DATA SUPPLIED START
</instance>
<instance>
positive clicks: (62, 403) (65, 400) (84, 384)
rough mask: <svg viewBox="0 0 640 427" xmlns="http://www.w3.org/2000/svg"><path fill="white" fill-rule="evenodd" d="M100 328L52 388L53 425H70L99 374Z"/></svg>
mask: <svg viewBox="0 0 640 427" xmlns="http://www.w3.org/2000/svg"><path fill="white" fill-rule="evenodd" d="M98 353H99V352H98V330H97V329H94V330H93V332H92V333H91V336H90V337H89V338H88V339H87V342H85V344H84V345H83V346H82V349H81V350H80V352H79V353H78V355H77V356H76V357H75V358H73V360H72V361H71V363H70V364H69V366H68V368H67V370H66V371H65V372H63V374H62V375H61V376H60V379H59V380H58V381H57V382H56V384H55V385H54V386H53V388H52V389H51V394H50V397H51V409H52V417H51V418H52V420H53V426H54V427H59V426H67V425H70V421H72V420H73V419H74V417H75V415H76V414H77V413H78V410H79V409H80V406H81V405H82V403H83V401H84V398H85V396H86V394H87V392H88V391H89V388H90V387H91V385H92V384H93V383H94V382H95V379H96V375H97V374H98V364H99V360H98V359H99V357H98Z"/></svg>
DATA SUPPLIED END
● REQUIREMENT: Revise the records by changing "rough mask" to "coarse mask" everywhere it occurs, keeping everything else the same.

● OUTPUT BELOW:
</instance>
<instance>
positive clicks: (62, 403) (65, 400) (84, 384)
coarse mask: <svg viewBox="0 0 640 427" xmlns="http://www.w3.org/2000/svg"><path fill="white" fill-rule="evenodd" d="M100 328L52 388L53 425H70L99 374Z"/></svg>
mask: <svg viewBox="0 0 640 427" xmlns="http://www.w3.org/2000/svg"><path fill="white" fill-rule="evenodd" d="M98 353H99V352H98V330H97V329H94V330H93V332H92V333H91V336H90V337H89V338H88V339H87V342H85V344H84V345H83V346H82V349H81V350H80V352H79V353H78V355H77V356H76V357H75V358H73V360H72V361H71V363H70V364H69V366H68V368H67V370H66V371H65V372H63V374H62V375H61V376H60V379H59V380H58V381H57V382H56V384H55V385H54V386H53V388H52V389H51V394H50V397H51V409H52V417H51V418H52V420H53V426H54V427H59V426H67V425H70V421H72V420H73V419H74V417H75V415H76V414H77V413H78V410H79V409H80V406H81V405H82V403H83V401H84V398H85V396H86V394H87V392H88V391H89V388H90V387H91V385H92V384H93V383H94V382H95V379H96V375H97V374H98V364H99V360H98V359H99V357H98Z"/></svg>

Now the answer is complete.